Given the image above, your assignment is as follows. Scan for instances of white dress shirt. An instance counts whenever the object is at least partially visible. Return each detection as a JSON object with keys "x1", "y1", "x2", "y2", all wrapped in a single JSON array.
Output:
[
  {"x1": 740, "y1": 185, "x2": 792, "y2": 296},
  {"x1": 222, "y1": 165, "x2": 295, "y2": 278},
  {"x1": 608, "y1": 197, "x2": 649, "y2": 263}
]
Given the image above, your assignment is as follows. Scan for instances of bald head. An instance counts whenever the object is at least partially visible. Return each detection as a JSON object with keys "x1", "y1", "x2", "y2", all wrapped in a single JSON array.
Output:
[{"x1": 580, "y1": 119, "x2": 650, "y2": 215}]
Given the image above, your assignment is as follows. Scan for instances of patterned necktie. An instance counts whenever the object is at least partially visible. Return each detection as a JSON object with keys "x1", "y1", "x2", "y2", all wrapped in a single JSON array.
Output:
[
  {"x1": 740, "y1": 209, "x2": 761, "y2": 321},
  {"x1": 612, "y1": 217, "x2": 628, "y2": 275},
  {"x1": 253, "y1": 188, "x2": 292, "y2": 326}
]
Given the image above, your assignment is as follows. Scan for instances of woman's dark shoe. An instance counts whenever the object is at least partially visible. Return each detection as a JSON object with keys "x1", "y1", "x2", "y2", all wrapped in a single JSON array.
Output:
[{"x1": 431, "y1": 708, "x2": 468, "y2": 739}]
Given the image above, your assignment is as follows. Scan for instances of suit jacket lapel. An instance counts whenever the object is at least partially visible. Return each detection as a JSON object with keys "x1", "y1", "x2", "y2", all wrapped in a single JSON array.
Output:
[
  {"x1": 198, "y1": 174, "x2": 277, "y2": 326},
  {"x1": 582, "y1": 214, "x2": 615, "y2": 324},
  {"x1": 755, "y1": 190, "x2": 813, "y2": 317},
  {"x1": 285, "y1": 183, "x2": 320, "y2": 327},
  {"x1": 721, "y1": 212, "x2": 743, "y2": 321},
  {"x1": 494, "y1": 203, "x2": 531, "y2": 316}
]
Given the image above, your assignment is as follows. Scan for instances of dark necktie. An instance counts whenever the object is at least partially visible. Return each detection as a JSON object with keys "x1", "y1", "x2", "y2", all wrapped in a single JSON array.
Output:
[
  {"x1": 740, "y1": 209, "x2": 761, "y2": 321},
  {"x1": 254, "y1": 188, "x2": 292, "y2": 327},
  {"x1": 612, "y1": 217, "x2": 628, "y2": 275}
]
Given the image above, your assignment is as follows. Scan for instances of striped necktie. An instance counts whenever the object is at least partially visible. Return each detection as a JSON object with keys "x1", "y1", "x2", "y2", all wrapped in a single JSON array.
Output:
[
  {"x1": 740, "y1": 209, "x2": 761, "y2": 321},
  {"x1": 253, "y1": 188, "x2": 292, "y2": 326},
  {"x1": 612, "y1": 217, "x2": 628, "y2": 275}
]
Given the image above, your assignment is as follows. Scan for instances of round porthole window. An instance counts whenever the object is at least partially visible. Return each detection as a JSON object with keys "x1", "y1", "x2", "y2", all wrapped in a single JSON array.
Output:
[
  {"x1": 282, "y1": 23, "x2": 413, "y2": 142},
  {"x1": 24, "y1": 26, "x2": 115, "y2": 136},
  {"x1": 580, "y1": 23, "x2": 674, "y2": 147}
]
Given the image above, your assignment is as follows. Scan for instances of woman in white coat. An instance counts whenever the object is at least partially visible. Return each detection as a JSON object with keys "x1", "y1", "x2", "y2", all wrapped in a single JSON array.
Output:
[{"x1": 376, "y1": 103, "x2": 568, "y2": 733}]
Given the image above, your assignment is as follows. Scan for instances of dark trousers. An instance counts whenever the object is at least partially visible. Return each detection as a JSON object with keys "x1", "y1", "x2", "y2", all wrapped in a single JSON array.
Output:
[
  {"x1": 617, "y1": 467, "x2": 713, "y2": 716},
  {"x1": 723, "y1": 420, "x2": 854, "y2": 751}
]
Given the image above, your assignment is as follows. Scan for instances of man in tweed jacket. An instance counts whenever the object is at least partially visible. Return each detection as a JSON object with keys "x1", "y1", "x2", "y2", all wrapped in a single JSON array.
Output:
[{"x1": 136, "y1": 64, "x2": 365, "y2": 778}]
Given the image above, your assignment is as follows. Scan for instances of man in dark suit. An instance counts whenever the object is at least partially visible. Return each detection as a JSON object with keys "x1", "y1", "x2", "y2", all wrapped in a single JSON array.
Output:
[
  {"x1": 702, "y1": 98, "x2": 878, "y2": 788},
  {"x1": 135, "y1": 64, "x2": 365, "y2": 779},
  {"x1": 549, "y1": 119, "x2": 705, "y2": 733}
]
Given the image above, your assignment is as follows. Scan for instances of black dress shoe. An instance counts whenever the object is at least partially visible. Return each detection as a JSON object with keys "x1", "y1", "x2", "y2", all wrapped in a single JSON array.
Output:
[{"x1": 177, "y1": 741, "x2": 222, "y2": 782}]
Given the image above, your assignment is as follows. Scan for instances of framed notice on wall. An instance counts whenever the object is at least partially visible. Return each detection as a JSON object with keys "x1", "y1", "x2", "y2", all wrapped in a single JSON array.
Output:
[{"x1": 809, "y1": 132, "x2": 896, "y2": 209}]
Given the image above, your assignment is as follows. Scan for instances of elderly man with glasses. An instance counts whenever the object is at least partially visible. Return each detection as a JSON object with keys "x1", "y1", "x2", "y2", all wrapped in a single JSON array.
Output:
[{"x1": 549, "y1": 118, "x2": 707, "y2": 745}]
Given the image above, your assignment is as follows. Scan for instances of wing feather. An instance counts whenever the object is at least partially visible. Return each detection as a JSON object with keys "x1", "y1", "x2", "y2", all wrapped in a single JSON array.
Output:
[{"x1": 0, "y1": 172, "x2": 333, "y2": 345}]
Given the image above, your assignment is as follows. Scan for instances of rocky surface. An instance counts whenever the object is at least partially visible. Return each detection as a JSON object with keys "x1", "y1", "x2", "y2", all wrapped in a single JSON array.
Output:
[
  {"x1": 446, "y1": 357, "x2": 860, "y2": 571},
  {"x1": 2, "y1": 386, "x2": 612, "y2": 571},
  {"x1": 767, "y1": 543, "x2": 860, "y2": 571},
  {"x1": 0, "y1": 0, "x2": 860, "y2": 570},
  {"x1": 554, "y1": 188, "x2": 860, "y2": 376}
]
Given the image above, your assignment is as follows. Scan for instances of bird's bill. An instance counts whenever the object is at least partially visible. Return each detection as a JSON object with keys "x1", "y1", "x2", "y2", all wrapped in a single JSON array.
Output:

● TO DO: Restate each entry exactly, skipping none.

● RESULT OF THIS TASK:
Given the image above, your assignment is as follows. Scan for instances of white dress shirt. An instance counts whenever the object is at least partially visible. Return each detection as a JSON object with keys "x1", "y1", "x2", "y2", all wrapped in a single JSON array.
Output:
[
  {"x1": 740, "y1": 185, "x2": 792, "y2": 296},
  {"x1": 222, "y1": 165, "x2": 295, "y2": 278},
  {"x1": 608, "y1": 197, "x2": 649, "y2": 263}
]
Given the image above, your assignment is as follows. Scan for instances of bald head. An instance counts whenever the object is at least partially visible. Return each detection as a JSON object with keys "x1", "y1", "x2", "y2", all wrapped in a single JSON array.
Output:
[{"x1": 580, "y1": 119, "x2": 650, "y2": 215}]
Given the image above, your assignment is as follows. Scan for instances of patterned necktie. An instance counts whenever the object is at least partially visible. Return each detection as a JSON object with keys "x1", "y1", "x2", "y2", all wrapped in a single JSON array.
Output:
[
  {"x1": 740, "y1": 209, "x2": 761, "y2": 321},
  {"x1": 612, "y1": 217, "x2": 628, "y2": 275},
  {"x1": 253, "y1": 188, "x2": 292, "y2": 326}
]
Given the image above, your assignment is as follows. Scan for instances of woman's dark shoe. An instance counts whenever the object is at least partially visible. Return each detection as a JSON object with keys "x1", "y1", "x2", "y2", all wrapped in a single JSON array.
Output:
[{"x1": 431, "y1": 708, "x2": 468, "y2": 739}]
Given the image above, your assignment is as follows. Scan for instances of suit jacket lapel. An instance counts whenever the object is at least partially visible. Return each detection as a JSON object with keys "x1", "y1", "x2", "y2", all wrapped in a single JSON array.
Output:
[
  {"x1": 198, "y1": 174, "x2": 277, "y2": 326},
  {"x1": 582, "y1": 214, "x2": 615, "y2": 324},
  {"x1": 755, "y1": 190, "x2": 813, "y2": 317},
  {"x1": 285, "y1": 183, "x2": 320, "y2": 327},
  {"x1": 721, "y1": 212, "x2": 743, "y2": 321},
  {"x1": 494, "y1": 203, "x2": 531, "y2": 316}
]
Given the image above, your assignment is as follows. Scan for instances of dark necktie. An instance counts whenever the object is at least partially visible. Return each detection as a JSON object with keys "x1", "y1", "x2", "y2", all wrapped in a single JSON array.
Output:
[
  {"x1": 740, "y1": 209, "x2": 761, "y2": 321},
  {"x1": 254, "y1": 188, "x2": 292, "y2": 327},
  {"x1": 612, "y1": 217, "x2": 628, "y2": 275}
]
Given the image above, your assignment is as follows. Scan for instances of striped necktie. An instance counts whenever the object is at least partially visible. Return each detection as a JSON object with keys "x1", "y1", "x2", "y2", all wrapped in a single JSON array.
Output:
[
  {"x1": 740, "y1": 209, "x2": 761, "y2": 321},
  {"x1": 253, "y1": 188, "x2": 292, "y2": 326},
  {"x1": 612, "y1": 217, "x2": 628, "y2": 275}
]
Given the image above, your assignment is as follows. Scan for instances of round porthole window. An instance counts whenever the object is at least partially visible. Return each detection as a JSON object with keys "x1", "y1", "x2", "y2", all wrapped in a single JSON array.
Output:
[
  {"x1": 282, "y1": 23, "x2": 413, "y2": 142},
  {"x1": 24, "y1": 26, "x2": 115, "y2": 136},
  {"x1": 580, "y1": 23, "x2": 674, "y2": 147}
]
Given the image above, your assignment is as follows. Scan for instances of woman in white coat. An instance counts whenever the object is at least partially visible. Return each detection as a JSON object with keys "x1", "y1", "x2", "y2", all wrapped in a single JSON array.
Output:
[{"x1": 376, "y1": 103, "x2": 568, "y2": 733}]
Given the image above, your assignment is as follows. Scan for instances of dark trousers. An instance counts whenever the object is at least partially visible. Return each detection as a JSON object with keys "x1", "y1", "x2", "y2", all wrapped in a single JSON array.
Output:
[
  {"x1": 617, "y1": 467, "x2": 713, "y2": 716},
  {"x1": 723, "y1": 420, "x2": 854, "y2": 751}
]
Given the image above, your assignment is as follows. Scan for instances of man in tweed jacket. An instance counts whenever the object is at least partially visible. Return each detection as a JSON object with keys "x1", "y1", "x2", "y2", all wrapped in a single JSON array.
Output:
[{"x1": 136, "y1": 64, "x2": 365, "y2": 778}]
Given the image above, your assignment is as follows. Scan for instances of man in dark suit. An instance counts whenever the object is at least partially visible. Return each detection as a JSON object with keys "x1", "y1", "x2", "y2", all wrapped in a single JSON array.
Output:
[
  {"x1": 702, "y1": 98, "x2": 878, "y2": 788},
  {"x1": 135, "y1": 64, "x2": 365, "y2": 779},
  {"x1": 549, "y1": 119, "x2": 705, "y2": 733}
]
Given the image above, your assignment is as follows. Scan for instances of black dress shoe. An instance counts whenever the object is at least partially visible. Return each detection as a JSON object with keys "x1", "y1", "x2", "y2", all wrapped in a single JSON array.
Output:
[{"x1": 177, "y1": 741, "x2": 222, "y2": 782}]
Given the image above, your assignment is as follows. Scan for instances of framed notice on wall. An instance counts whenever the object is at least partially visible. Return each detection as a JSON object with keys "x1", "y1", "x2", "y2", all wrapped in a single JSON array.
Output:
[{"x1": 809, "y1": 132, "x2": 896, "y2": 209}]
Given the image above, your assignment is as follows. Scan for instances of elderly man with glasses. An instance counts whenever the object is at least partially visible. Return each detection as a JSON object with keys "x1", "y1", "x2", "y2", all wrapped in a single JSON array.
Output:
[{"x1": 549, "y1": 118, "x2": 707, "y2": 745}]
Given the image above, your assignment is as follows. Scan for instances of wing feather. An instance counts whenever the object is at least partially visible. Return each detection as a JSON object with keys "x1", "y1", "x2", "y2", all wrapped in a single JSON array.
Output:
[{"x1": 0, "y1": 172, "x2": 333, "y2": 345}]
Given the image above, your assignment is as follows. Scan for instances of rocky surface. An instance counts whenever the object is at least partially visible. Return each detection as a JSON object with keys "x1", "y1", "x2", "y2", all wrapped in a single JSON array.
Output:
[
  {"x1": 446, "y1": 357, "x2": 860, "y2": 571},
  {"x1": 2, "y1": 386, "x2": 612, "y2": 571},
  {"x1": 767, "y1": 543, "x2": 860, "y2": 571},
  {"x1": 0, "y1": 0, "x2": 860, "y2": 570},
  {"x1": 554, "y1": 188, "x2": 860, "y2": 376}
]
Given the image above, your assignment is as follows. Scan for instances of bird's bill. An instance counts whenever the object is at least partially visible. Return each detection as a JSON object with keys "x1", "y1", "x2", "y2", all wrapped in a single JSON array.
Output:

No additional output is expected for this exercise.